TASK REQUIREMENTS → Report back every line of the entries that contains "encloses", exactly as written.
[Opening DATA SUPPLIED section]
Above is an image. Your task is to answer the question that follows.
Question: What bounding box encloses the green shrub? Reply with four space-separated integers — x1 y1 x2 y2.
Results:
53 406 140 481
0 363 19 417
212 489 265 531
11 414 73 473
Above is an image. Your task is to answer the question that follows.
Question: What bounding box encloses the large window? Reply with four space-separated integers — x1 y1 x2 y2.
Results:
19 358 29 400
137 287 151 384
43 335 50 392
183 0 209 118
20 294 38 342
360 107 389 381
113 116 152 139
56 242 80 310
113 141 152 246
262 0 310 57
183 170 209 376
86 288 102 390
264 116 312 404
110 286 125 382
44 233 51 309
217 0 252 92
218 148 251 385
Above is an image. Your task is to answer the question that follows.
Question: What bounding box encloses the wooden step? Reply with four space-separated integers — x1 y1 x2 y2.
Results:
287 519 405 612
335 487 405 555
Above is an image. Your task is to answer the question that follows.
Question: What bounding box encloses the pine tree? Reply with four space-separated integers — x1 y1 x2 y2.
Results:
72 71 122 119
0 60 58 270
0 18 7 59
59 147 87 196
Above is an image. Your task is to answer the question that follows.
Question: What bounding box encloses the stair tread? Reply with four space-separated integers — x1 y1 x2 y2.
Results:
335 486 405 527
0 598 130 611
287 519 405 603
[Closing DATA SUPPLIED section]
COMPLETED TASK →
Question: What bounding box encloses the green shrub? Reply with four space-separated integers — x1 y1 x2 y2.
Question: What bounding box encloses the large window? Reply with four space-separated integers — x1 y1 x2 y2.
Question: What bounding box encloses the wooden step? Reply with four space-separated integers — x1 y1 x2 y2.
Question: What bounding box encloses the pine tree? Reply with four space-separated integers — x1 y1 x2 y2.
Question: What bounding box encloses the stair tread? Reply with four space-separated integers — x1 y1 x2 y2.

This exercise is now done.